* Text shown *
## BEGIN

In academic circles in Western Europe and the United States, the post-modern critique of photography and other depictions of reality became popular towards the end of the Twentieth Century, causing considerable debate.
 In “Collecting Visible Evidence”, for example, American documentary theorist Jane M. Gaines summarized the evolution of this post-modern position when she wrote that there is no “real” world to depict, and that the only reality that we can be sure exists are the images that the artist has created. Hence, “true” documentary becomes impossible .[12]

 However, for the broadcaster, the documentarian, and the media consumer, there is another, even larger context to consider: our collective consciousness and our collective understanding of that reality. Patricia Aufderheide, former Board Member of the Independent Television Service in the United States and Founder-Director of the Center for Social Media of American University in Washington, D.C., offers another perspective when she puts the concept of “reality “ in the context of mass communications: “Reality is not what is out there, but what we know, understand and share with each other of what is out there. Media affect the most important real estate of all, that which is inside your head. Documentary is an important reality-shaping communication because of its claims to truth.”[13]

In other words, the relationship between the reality being represented in a work of art, such as a documentary, should not be conflated with the internal realities in the minds of the viewers consuming that documentary. They are separate, and distinct realities, although they are not mutually exclusive.

## END

* Records provided *
## BEGIN

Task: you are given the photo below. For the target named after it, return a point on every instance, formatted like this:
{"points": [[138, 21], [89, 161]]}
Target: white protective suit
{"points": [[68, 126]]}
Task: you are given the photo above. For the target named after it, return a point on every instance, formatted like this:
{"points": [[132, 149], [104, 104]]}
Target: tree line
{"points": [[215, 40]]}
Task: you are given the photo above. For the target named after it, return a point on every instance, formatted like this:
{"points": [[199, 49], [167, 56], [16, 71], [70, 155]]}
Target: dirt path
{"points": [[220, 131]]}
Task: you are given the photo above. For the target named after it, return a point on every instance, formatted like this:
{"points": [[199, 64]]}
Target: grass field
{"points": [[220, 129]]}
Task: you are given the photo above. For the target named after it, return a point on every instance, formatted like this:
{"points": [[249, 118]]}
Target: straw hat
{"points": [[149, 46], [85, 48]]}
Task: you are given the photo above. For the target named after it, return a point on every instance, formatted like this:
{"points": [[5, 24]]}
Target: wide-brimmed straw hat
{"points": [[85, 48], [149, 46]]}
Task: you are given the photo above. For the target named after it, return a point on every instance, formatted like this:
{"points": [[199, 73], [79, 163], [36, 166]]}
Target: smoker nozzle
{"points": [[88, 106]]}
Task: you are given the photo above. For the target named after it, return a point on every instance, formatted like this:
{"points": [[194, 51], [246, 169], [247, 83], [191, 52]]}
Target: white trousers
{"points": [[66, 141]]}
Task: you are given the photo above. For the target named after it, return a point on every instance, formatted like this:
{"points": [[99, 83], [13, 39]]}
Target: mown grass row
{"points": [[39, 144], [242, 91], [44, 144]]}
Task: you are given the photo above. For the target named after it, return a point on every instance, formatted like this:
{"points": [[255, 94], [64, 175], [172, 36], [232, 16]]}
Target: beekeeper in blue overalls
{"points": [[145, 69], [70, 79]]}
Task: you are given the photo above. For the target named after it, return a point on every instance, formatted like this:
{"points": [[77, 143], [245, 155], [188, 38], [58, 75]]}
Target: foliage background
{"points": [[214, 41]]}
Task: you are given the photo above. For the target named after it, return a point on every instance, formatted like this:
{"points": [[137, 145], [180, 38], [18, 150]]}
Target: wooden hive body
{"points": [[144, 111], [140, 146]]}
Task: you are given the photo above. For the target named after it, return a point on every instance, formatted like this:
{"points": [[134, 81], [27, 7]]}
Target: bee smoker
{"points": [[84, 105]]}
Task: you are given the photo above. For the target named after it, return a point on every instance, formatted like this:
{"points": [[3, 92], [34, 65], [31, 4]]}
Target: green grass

## END

* Tasks to complete *
• A. In the passage on documentary and reality, what center did Patricia Aufderheide found?
• B. From the passage on documentary and reality, reproduce word for word the part starting at "In other words, the" and ending at "not mutually exclusive.".

* Responses per task *
• A. She founded the Center for Social Media of American University in Washington, D.C.

• B.
In other words, the relationship between the reality being represented in a work of art, such as a documentary, should not be conflated with the internal realities in the minds of the viewers consuming that documentary. They are separate, and distinct realities, although they are not mutually exclusive.